# Your task:
Keep the pictures out and restate every record exactly.

# Supplied information:
(begin)

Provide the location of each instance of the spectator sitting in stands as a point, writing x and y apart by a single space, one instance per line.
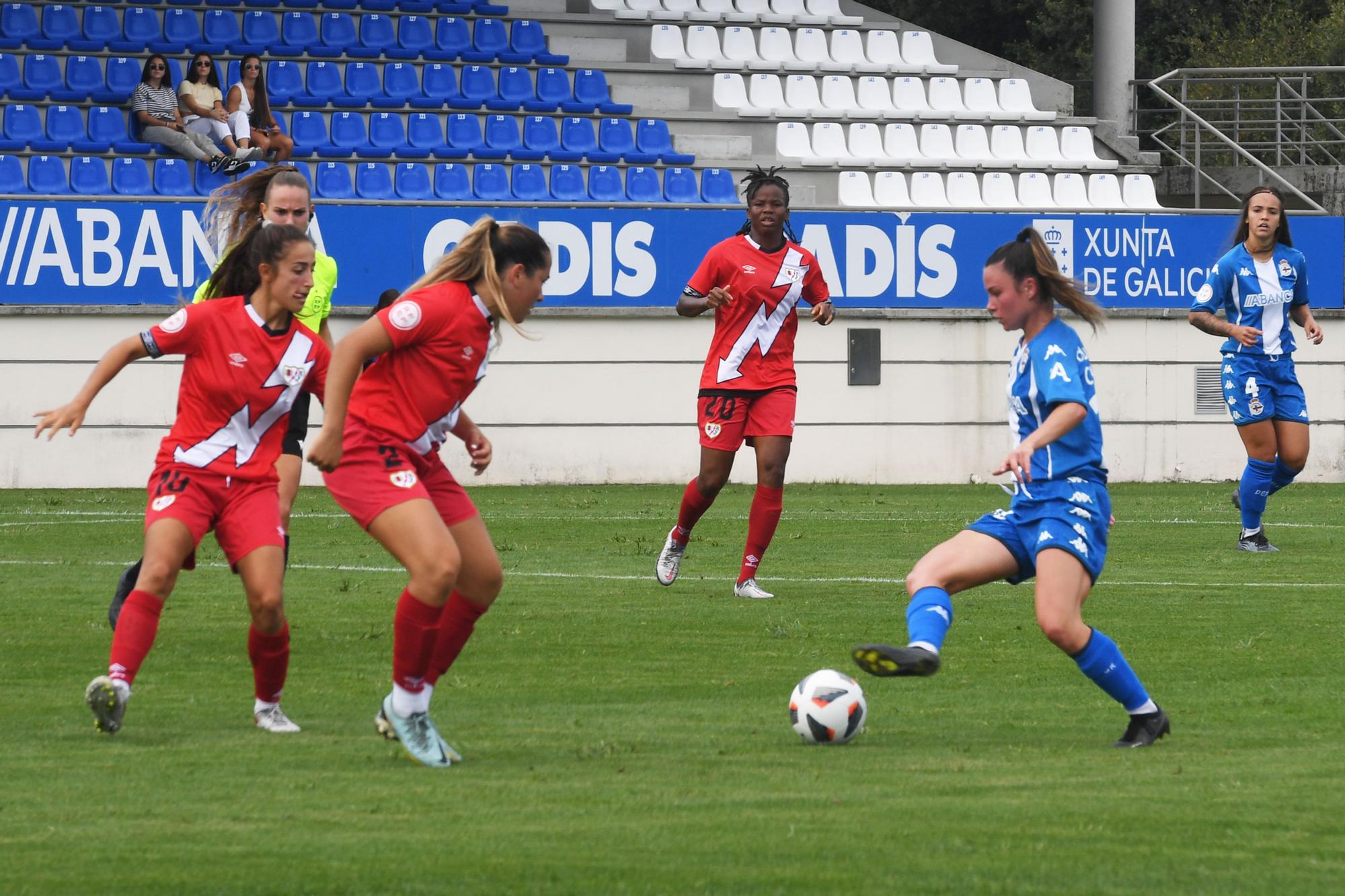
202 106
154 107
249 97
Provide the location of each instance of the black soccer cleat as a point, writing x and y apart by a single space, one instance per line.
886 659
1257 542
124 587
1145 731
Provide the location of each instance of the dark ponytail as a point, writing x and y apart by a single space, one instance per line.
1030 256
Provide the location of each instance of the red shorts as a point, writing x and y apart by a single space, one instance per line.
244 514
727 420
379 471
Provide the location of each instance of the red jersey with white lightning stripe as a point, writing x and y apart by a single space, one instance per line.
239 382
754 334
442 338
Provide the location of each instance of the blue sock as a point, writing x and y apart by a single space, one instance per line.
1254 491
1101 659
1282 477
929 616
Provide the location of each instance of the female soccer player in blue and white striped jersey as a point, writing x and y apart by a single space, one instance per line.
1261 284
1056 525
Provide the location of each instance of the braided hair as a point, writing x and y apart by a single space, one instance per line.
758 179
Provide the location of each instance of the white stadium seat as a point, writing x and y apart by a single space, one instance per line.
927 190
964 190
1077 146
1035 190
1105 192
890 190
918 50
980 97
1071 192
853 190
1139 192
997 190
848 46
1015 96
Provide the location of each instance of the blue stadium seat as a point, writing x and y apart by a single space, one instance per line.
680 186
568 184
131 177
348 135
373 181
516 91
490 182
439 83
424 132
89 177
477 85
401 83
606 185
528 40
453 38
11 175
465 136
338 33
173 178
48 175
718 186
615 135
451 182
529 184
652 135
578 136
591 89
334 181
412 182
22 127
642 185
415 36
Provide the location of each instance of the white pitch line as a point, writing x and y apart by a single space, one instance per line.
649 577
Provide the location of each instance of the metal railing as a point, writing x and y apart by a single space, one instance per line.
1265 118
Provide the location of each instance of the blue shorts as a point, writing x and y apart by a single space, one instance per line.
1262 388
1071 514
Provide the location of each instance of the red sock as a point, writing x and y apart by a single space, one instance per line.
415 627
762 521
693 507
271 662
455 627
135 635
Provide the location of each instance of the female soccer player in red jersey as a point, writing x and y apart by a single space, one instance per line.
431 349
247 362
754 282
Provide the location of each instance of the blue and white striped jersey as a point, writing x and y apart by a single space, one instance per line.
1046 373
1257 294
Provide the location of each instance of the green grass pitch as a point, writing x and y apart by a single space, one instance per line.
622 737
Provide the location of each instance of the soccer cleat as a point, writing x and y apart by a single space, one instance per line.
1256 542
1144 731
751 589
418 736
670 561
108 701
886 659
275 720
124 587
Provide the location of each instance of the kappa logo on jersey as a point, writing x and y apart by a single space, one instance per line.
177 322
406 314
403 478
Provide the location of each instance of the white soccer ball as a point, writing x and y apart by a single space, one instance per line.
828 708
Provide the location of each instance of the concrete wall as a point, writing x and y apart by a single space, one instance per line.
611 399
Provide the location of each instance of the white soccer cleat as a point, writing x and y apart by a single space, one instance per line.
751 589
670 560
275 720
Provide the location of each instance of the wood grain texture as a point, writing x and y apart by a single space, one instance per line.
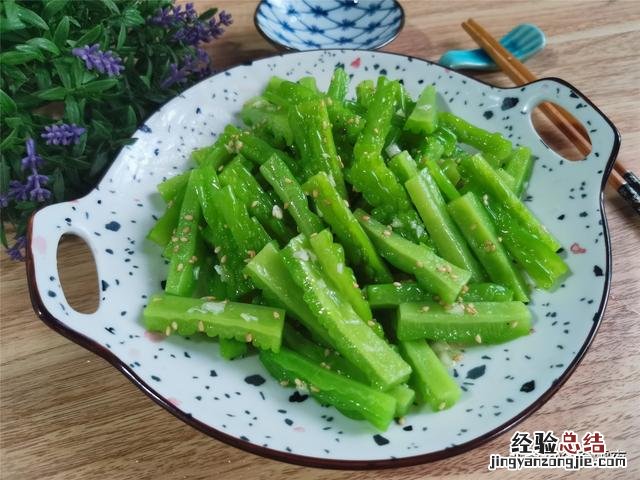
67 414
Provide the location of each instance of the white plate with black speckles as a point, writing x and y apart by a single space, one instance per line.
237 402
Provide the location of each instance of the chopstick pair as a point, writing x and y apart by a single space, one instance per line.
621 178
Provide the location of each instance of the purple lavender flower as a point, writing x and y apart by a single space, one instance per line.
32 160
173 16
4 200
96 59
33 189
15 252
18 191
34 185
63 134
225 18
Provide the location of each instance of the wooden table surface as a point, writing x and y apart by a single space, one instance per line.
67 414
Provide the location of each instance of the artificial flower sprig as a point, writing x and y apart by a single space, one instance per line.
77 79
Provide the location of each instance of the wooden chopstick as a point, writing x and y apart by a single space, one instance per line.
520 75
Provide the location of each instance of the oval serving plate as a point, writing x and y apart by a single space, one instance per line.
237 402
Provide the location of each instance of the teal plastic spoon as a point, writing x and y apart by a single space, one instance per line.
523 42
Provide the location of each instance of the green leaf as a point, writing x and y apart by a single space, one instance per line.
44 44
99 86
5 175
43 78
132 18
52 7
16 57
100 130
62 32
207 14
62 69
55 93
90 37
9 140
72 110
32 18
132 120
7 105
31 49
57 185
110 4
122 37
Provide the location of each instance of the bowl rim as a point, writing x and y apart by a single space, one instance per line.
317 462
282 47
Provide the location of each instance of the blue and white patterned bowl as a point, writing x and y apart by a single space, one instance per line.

(end)

# Result of the task:
Provide the location of each instance of the spectator sitting in stands as a point, writing x and y apart by a single space, one instance per line.
202 106
154 107
249 97
Provide the location of each instance of the black soccer cleat as a point, writing x and y apart by a single space, one instance per line.
886 659
1257 542
124 587
1145 731
Provide the location of each instance of the dark ponytail as a point, writing x and y apart by a single space, one instance per line.
1030 256
Provide the location of each instance of the red shorts as a point, writing x and y apart by a single space, one instance per line.
244 514
727 420
379 471
Provide the location of each instance of the red jersey with white lightning stripe as a point, writing x and y apart by a single space, one instance per line.
239 382
754 334
442 338
Provide the location of each instance of the blue sock as a point, writing x and y apart by a single space, one instance per line.
1254 491
1101 659
1282 477
929 616
Provide the location of each instance of the female soccer player in blue and white striped jersey as a point, writing x and y apart by a single space, one instance per line.
1261 284
1056 525
Provide the location of each instance of the braided hair as a point, writing x and y apart by a single space, one instance per line.
758 179
Provide the location of each instance of the white stadium seat as a point, writing x and y apart by a single space, one instance per line.
927 190
964 190
1077 146
1035 190
1105 192
890 190
918 50
980 97
1071 192
853 190
1139 192
997 190
848 46
1015 96
Provide the location of each instance of the blue stadium seat as a point, writing x and y apart by a single space, one instance per line.
680 186
568 184
131 177
348 135
373 181
516 91
490 182
439 83
424 132
89 177
477 85
401 83
606 185
528 40
453 38
11 175
465 136
338 33
173 178
48 175
718 186
615 135
451 182
529 184
652 135
578 136
591 89
334 181
412 182
22 127
642 185
415 36
Provide the location of each instance of the white pitch line as a point, writing x and y apart by a single space, one instance per line.
649 577
Provide the location of each instance of the metal railing as a point, writing x and y apart by a single space, one instance per line.
1265 118
Provide the location of each instance of the blue shorts as a point, writing x and y apart by a single space, one instance per line.
1262 388
1071 514
Provide the location of each instance of the red sock as a point, writing x and y apart by a single space, one instance per line.
415 627
762 521
693 507
271 662
455 627
135 635
Provide the location of each instance of the female soccer player in red jersey as a point, writing x and y apart by a single space, one instance per line.
431 349
247 362
754 282
Provide the location of each instance of the blue and white striped jersey as a point, writing x and y apart by a single space, one instance per line.
1046 373
1257 294
Provide the location of each instance of the green grass pitch as a point, writing x and y apart by a single space, one instance per line.
622 737
Provide the location of each instance of the soccer cleat as a point, writing x and y apart by a single space, one instance per line.
1256 542
1144 731
751 589
418 736
670 561
108 701
886 659
275 720
124 587
Provide the location of each instance of the kappa logo on jersey as a point, writing x and y apart by a single space, one instance per line.
177 322
406 314
403 478
Provide the location of each instance of the white soccer ball as a point, writing x and y apart by a single space, one instance per line.
828 708
Provide the location of each instance of the concrete wall as a point, writing x and y apart by a single space, one instance per line.
611 399
Provide the location of each instance of the white soccer cleat as a point, writing x and y apart by a single space, one instance per line.
751 589
670 560
275 720
Provide the location of each instance of the wood grain texture as a point, writing x and y apart by a single space, one instance per line.
67 414
Provide the location of each instance of the white plate with black speckles as a point, writing x and y apart by a single space, one instance per line.
237 402
Provide the location of each instance of the chopstick pair as a point, writing x and y apart by a single space, one instance per line.
621 178
Provide the location of each instance of the purple lavender flower as a point, writing x and y apart by a single space, one instance per line.
32 160
173 16
4 200
96 59
33 189
15 252
18 191
34 185
63 134
225 18
Provide the location of each instance of the wooden table surface as a point, writing x and y apart by a single space, one instance per line.
67 414
Provide the location of each instance of the artificial flower sprig as a point, writing x and y apart by a single space, one instance per line.
77 79
Provide the location of each instance of the wooden chopstick as a point, writing x and y apart by a single space, one instance per line.
520 75
Provide the location of each instance of the oval serving plate as a point, writing x and y apart by a single space, one instance per line.
237 402
Provide the location of each instance of the teal plastic spoon as a point, writing x and y apart by a single space, one instance per line.
523 42
Provide the location of each instance of the green leaf as a point, writing x and y apart by a single space, one instance per line.
44 44
99 86
5 175
43 78
132 18
52 7
16 57
100 130
62 32
207 14
62 69
55 93
90 37
9 140
72 110
32 18
132 120
7 105
31 49
57 185
110 4
122 37
Provide the location of each instance of the bowl rim as a point, writing x and y apart by a single space, one instance per line.
317 462
282 47
Provide the location of each instance of the blue and white patterned bowl as a point, writing x and y apart by a single space, one instance per line.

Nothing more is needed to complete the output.